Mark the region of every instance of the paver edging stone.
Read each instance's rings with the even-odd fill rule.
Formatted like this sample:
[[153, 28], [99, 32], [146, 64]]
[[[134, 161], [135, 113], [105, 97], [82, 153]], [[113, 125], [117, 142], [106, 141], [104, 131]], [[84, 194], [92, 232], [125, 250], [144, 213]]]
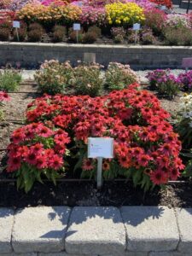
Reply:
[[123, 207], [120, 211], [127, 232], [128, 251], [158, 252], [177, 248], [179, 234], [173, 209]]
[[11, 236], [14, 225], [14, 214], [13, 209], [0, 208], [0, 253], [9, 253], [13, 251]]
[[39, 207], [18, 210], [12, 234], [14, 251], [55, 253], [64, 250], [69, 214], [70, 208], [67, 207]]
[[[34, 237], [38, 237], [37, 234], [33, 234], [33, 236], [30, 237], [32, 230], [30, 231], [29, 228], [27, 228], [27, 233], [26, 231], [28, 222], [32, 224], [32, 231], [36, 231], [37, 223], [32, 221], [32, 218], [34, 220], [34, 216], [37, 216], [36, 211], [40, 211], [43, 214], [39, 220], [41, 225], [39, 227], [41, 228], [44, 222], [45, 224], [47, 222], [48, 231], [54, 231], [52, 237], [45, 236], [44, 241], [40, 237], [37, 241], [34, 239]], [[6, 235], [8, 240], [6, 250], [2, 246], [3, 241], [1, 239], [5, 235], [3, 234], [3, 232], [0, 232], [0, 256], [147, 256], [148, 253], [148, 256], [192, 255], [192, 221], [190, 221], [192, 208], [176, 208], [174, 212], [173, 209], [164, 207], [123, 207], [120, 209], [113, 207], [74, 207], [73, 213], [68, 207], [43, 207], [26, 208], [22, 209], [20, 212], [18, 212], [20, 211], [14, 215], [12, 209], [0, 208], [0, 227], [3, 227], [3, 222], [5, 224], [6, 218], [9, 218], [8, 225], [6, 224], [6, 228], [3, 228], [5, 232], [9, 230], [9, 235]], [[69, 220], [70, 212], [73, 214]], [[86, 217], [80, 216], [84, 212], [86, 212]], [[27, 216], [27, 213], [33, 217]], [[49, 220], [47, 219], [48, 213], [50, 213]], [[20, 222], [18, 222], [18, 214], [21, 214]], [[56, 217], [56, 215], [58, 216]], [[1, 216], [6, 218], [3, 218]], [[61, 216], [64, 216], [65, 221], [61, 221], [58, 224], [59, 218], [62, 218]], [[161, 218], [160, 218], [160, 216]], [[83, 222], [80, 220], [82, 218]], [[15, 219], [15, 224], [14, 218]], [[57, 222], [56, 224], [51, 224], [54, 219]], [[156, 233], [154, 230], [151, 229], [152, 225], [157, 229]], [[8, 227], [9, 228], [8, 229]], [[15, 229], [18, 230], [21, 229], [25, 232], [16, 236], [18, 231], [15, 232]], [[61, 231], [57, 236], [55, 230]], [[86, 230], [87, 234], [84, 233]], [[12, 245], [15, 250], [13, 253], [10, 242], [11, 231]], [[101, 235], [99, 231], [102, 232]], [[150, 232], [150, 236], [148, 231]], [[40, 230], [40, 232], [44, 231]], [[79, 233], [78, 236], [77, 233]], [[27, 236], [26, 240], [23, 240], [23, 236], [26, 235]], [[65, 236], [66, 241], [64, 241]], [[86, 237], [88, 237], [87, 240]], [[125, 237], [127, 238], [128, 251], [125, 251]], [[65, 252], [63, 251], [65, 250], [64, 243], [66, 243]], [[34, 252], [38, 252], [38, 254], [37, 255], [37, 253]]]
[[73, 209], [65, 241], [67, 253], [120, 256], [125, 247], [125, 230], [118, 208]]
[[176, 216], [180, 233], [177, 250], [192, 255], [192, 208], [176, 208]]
===
Identify each line in the material above that contains the string "instance".

Mark the region of every instance of the paver edging stone.
Read each instance's rings with the even-odd fill rule.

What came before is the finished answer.